_Text section_:

What Makes Software Good? - revorad
https://medium.com/@mbostock/what-makes-software-good-943557f8a488#.gb19glwjc
======
akkartik
The D3-specific changes look really cool.

But I'm dissatisfied with the generalizations being proposed. We've heard
before that programs are intended for humans to comprehend and only
secondarily for computers to run. We've heard that programming interfaces are
user interfaces. We've heard many many _many_ attempts at distilling
experience into maxims for others to follow. And yet those vague 'others'
never follow said maxims.

What we tend _not_ to track down is the reason why software is the way it is.

Point placement records

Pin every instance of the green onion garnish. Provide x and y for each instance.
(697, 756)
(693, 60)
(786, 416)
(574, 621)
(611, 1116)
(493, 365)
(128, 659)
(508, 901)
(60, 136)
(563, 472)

==

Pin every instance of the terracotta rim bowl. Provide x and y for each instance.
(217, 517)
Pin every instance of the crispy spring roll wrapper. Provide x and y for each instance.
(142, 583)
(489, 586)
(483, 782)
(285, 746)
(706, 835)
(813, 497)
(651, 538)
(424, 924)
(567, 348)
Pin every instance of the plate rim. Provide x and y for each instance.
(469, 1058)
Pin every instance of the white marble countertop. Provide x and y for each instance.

---

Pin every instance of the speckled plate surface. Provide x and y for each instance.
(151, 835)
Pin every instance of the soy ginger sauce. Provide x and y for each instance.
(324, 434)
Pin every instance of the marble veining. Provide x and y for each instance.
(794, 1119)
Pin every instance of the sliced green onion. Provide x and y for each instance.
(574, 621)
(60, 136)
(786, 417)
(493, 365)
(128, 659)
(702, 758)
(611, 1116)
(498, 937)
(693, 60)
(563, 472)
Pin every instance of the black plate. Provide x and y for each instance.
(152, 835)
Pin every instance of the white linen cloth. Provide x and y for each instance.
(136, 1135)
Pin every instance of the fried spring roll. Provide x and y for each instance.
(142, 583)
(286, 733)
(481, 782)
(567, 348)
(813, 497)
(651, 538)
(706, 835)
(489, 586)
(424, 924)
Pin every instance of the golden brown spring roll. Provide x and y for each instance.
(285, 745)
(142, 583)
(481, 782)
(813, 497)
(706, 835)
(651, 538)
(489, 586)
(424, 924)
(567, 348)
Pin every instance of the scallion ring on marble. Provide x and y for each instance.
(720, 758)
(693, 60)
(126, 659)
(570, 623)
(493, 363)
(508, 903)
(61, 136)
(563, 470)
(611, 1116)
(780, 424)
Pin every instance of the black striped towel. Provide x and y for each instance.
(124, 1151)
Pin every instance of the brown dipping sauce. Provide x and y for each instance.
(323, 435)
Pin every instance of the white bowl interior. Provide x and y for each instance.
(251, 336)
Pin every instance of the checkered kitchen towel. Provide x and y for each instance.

_The request_:
In the forum thread about what makes software good, which changes does the commenter say look really cool?

_Result below_:
The D3-specific changes.